**What needs to be done**
Copy, word for word, the passage from the Joan Rosier-Jones biography below, starting with "Joan Rosier-Jones (born" and going on through "history and English.".

**Passage shown**
◇ ◇ ◇ ◇ ◇

Joan Rosier-Jones (born 27 December 1940 in Christchurch) is a New Zealand novelist, playwright, short story writer and nonfiction writer, and teacher. She completed a Teacher's- A Certificate in Christchurch Teachers' College in 1958–59 and a Bachelor of Arts majoring in history and English.

Career and family life

Rosier-Jones has been a primary teacher and later taught creative writing to adults. She has written writing courses for the New Zealand Institute of Business Studies and supported up-and-coming New Zealand writers. Rosier-Jones was president of New Zealand Society of Authors (PEN New Zealand Inc.), the New Zealand writers' "union" and NZ PEN, from 1999–2001. She has lived in London, Wellington, and Auckland for 30 years and currently resides with her husband Fergus in Whanganui, a river city in the North Island of New Zealand. She has one son and one daughter. A passionate advocate of New Zealand writing she has published several how to do books about writing.  She has also contributed articles to "Metro," "Next" and "New Zealand Author."

Novels

In 1985, Rosier-Jones published her first novel, Cast two Shadows. The novel is set during the 1978 Bastion Point land protest.
In 1986, she was awarded a Literary Fund's Writers' Bursary $10,000, which allowed her to work full-time on her second novel  Voyagers. New Zealand writer Fiona Kidman described it as a novel "marked by prodigious and impressive research ... immensely satisfying and thought-provoking." 1990, she published Canterbury Tales, which looks into the lives of a group of travellers on a South Island train. "The allegory of Chaucer's masterpiece is obvious but that does not detract from this book being an entertaining and well constructed read-indeed it probably adds to it.( Daily Telegraph), Her third novel Mother Tongue (1996) is set in an imagined future where a Maori dictatorship is ruling New Zealand.
Crossing the Alps ( 2012) the protagonist Hannah Francis, born of an American father and New Zealand-Irish mother, has been brought up in New York by her father and grandmother. Now an adult, she is on her way back to New Zealand to enter a rehab centre to deal with her alcoholism. 
Waiting for Elizabeth (2013) is set in Ireland 1565. It features 'Old English' Thomas Butler, Earl of Ormond, is waiting for his Queen, Elizabeth and is a story, of romance and political intrigue.

Play

In the mid eighties Rosier-Jones wrote a play "The Stars go Down" which was performed at Auckland University's The Kenneth Maidment Theatre, Wanganui Repertory Company and off-Broadway in New York.

Non-fiction

In The Murder of Chow Yat, 2009 Market Gardener, Chow Yat, who lived on the outskirts of Wanganui in post-WWI New Zealand. On 31 May 1922 this Chinese market-garden worker was shot four times."Joan Rosier-Jones ... creates a vivid picture with detailed and insightful chapters addressing 1920s Wanganui, Chow Yat’s early life, incidents on the day, evening of, and day after the murder, the police investigation, suspects, aftermath, and ongoing uncertainty. Her sparse writing style allows space to absorb, ponder and speculate – not only in terms of the whodunnit aspect, but also wider issues such as historic xenophobia, faulty eye-witness descriptions, family secrets, and the police tendency to focus on building a case against one suspect to the detriment of other options... "

◇ ◇ ◇ ◇ ◇

**Listed records**
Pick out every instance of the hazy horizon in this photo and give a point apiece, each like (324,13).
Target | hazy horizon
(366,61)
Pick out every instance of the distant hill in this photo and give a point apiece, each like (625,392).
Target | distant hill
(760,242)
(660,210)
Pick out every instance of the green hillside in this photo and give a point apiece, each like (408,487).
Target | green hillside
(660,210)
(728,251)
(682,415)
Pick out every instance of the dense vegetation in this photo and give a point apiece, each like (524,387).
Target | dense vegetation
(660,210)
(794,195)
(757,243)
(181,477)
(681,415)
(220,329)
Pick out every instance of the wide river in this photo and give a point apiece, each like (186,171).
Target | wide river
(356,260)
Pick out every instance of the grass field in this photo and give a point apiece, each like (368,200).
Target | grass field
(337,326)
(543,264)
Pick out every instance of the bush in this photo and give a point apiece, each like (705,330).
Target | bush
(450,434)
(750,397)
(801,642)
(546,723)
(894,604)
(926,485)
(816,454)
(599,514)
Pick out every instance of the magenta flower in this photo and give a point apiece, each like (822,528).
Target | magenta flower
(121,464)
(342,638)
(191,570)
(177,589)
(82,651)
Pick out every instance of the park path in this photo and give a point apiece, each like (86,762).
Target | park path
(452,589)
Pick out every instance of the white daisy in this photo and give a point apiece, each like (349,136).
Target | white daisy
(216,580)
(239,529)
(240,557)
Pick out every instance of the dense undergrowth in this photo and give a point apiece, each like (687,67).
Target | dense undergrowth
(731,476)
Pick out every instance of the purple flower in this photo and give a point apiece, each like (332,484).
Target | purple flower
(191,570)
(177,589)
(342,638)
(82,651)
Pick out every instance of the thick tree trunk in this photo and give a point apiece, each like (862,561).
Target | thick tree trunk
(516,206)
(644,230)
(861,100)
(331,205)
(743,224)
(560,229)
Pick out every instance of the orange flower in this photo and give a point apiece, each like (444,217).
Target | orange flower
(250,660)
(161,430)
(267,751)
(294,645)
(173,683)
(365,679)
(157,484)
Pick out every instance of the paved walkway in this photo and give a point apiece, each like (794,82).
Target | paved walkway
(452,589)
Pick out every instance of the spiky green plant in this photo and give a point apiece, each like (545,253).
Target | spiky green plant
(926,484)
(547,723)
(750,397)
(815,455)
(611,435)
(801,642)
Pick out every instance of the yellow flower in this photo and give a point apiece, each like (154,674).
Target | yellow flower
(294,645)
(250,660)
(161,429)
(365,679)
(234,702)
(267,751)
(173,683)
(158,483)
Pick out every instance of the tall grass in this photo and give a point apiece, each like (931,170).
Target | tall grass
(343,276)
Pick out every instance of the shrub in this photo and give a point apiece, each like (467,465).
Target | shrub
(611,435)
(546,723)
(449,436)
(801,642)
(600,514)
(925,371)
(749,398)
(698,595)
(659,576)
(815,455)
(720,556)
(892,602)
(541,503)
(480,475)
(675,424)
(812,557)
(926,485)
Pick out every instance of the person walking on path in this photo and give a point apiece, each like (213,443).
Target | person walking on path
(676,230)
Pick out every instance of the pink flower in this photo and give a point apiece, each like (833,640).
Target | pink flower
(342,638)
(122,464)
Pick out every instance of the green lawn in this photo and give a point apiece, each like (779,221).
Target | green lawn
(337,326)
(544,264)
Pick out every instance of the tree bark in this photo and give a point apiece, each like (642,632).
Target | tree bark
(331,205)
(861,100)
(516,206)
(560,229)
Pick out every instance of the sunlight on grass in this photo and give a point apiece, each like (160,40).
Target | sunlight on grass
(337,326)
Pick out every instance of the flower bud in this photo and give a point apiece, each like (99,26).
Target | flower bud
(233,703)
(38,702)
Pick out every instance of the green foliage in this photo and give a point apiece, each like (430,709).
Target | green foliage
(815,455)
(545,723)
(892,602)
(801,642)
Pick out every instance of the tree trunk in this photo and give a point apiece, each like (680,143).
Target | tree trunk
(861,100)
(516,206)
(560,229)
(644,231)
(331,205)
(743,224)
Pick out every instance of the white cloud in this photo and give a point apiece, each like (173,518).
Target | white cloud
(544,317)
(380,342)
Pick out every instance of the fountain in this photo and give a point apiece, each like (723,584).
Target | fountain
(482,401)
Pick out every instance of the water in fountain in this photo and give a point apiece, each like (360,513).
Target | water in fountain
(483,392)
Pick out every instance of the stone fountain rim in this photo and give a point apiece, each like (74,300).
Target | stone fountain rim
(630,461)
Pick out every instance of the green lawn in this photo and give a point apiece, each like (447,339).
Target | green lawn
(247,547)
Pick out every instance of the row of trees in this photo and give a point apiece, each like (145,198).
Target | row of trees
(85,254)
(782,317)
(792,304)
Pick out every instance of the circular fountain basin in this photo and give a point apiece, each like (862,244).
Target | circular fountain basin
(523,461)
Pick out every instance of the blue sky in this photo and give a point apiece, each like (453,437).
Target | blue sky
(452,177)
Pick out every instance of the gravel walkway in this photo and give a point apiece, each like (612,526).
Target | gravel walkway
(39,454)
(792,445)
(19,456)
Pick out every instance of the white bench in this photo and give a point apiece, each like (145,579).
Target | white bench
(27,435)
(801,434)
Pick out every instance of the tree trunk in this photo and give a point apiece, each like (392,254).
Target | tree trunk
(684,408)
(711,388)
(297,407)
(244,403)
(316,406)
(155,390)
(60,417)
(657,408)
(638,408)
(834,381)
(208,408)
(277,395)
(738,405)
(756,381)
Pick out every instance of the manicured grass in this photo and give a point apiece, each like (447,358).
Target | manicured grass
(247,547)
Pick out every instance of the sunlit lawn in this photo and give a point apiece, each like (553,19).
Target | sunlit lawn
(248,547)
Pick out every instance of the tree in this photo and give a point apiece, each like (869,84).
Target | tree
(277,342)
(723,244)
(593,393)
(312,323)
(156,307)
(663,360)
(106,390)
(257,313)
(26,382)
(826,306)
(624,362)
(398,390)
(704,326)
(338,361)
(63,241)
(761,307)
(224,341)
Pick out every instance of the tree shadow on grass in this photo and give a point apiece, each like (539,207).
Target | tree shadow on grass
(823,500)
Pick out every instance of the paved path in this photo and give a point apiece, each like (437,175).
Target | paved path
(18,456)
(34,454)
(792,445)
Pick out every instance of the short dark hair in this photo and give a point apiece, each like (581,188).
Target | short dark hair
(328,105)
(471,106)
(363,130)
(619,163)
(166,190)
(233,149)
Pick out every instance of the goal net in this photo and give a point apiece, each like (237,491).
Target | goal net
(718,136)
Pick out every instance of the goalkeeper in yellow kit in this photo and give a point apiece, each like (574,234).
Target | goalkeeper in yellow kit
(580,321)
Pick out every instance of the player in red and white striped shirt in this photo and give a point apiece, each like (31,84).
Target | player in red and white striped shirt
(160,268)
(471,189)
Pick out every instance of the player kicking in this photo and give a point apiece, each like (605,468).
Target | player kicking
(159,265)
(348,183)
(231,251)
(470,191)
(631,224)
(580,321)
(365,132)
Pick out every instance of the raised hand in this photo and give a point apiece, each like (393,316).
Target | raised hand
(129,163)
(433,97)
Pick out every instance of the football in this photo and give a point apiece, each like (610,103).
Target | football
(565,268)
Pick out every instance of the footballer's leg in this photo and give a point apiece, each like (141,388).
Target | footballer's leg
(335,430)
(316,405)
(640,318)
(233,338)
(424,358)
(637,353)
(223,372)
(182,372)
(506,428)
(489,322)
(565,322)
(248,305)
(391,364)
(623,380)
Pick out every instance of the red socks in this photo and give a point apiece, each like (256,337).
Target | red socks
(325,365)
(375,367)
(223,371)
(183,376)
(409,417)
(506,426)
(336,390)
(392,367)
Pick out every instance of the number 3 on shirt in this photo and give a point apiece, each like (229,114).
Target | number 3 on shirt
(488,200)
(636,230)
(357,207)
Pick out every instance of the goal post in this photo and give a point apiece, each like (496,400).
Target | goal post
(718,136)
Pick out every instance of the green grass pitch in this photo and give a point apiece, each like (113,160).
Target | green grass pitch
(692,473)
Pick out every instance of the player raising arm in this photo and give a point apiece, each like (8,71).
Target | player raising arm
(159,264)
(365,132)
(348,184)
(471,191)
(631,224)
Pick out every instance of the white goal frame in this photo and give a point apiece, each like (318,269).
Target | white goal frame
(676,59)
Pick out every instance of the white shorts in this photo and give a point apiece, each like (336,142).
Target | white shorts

◇ ◇ ◇ ◇ ◇

**Response to this task**
Joan Rosier-Jones (born 27 December 1940 in Christchurch) is a New Zealand novelist, playwright, short story writer and nonfiction writer, and teacher. She completed a Teacher's- A Certificate in Christchurch Teachers' College in 1958–59 and a Bachelor of Arts majoring in history and English.